> [SHORT PROBLEM A] In the records, swap "stucco wall" for "brick wall" and reproduce every line with nothing else altered.

> [EXTRACT PROVIDED]
□ □ □ □
After the helpers were gone, I picked up my Bible to read, and guess what, I fell asleep. When I awoke it was time to make supper. Since my husband, James is not well; I knew it was now my obligation to prepare a meal, so I did. When the meal was finished, it was time to get ready and go pick-up Maria at the airport.
I f I’d had a smart phone, I might have gobbled down a bit of God’s Word while riding to the airport, in that way eased my conscience a little. As it was, I had to admit that I had broken my promise to God..
After returning from the airport,  I opened my Bible to-- you guess it, Psalm 69:5 O God thou knowest my foolishness, and my sin is not hid from thee. My prayer that evening, was, “Lord forgive me for making the foolish mistake of putting my other things before you. I am thankful you are merciful, loving and forgiving. Please, don’t let what I do hinder those around me, for I know others are watching my life. Help me be a better example. I don’t want others to be discouraged in You.”



   

A Surprise Birthday
Wednesday, March 6, 1962, two weeks after we moved to Baja California, Mexico
“Mommy,” said Bobby, as he was dressing for bed. “I’ll be six years old tomorrow. Are things ready for my party?”
All through the day I had been wondering how I would explain to Bobby that there was absolutely no money for a cake or present for his birthday.  “Honey, I am very sorry but we have not been able to get you a present---
“What? Don’t stores in Mexico have toys and things?”
“Oh, Yes. Of course there are plenty of things to buy but- but – we have no money right now.” He looked so sad. I clenched my jaws to keep from crying.
“Is my birthday going to be worst than this last Christmas? Why can’t things be like they used to be when we had fun birthdays, picnics at Stony Creek Park and Christmas with everybody? I don’t like moving, away from everyone, Rada, Cecil, Rudy, and---.” He began sobbing.
□ □ □ □
> [SHORT PROBLEM B] Copy the excerpt word for word, beginning at the words "A Surprise Birthday" and ending after "keep from crying.".

> [SUPPLIED RECORDS]
□ □ □ □
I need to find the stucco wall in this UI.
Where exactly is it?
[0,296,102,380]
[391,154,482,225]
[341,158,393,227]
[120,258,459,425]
□ □ □ □
> [EXPECTED ANSWER A]
I need to find the brick wall in this UI.
Where exactly is it?
[0,296,102,380]
[391,154,482,225]
[341,158,393,227]
[120,258,459,425]

> [EXPECTED ANSWER B]
A Surprise Birthday
Wednesday, March 6, 1962, two weeks after we moved to Baja California, Mexico
“Mommy,” said Bobby, as he was dressing for bed. “I’ll be six years old tomorrow. Are things ready for my party?”
All through the day I had been wondering how I would explain to Bobby that there was absolutely no money for a cake or present for his birthday.  “Honey, I am very sorry but we have not been able to get you a present---
“What? Don’t stores in Mexico have toys and things?”
“Oh, Yes. Of course there are plenty of things to buy but- but – we have no money right now.” He looked so sad. I clenched my jaws to keep from crying.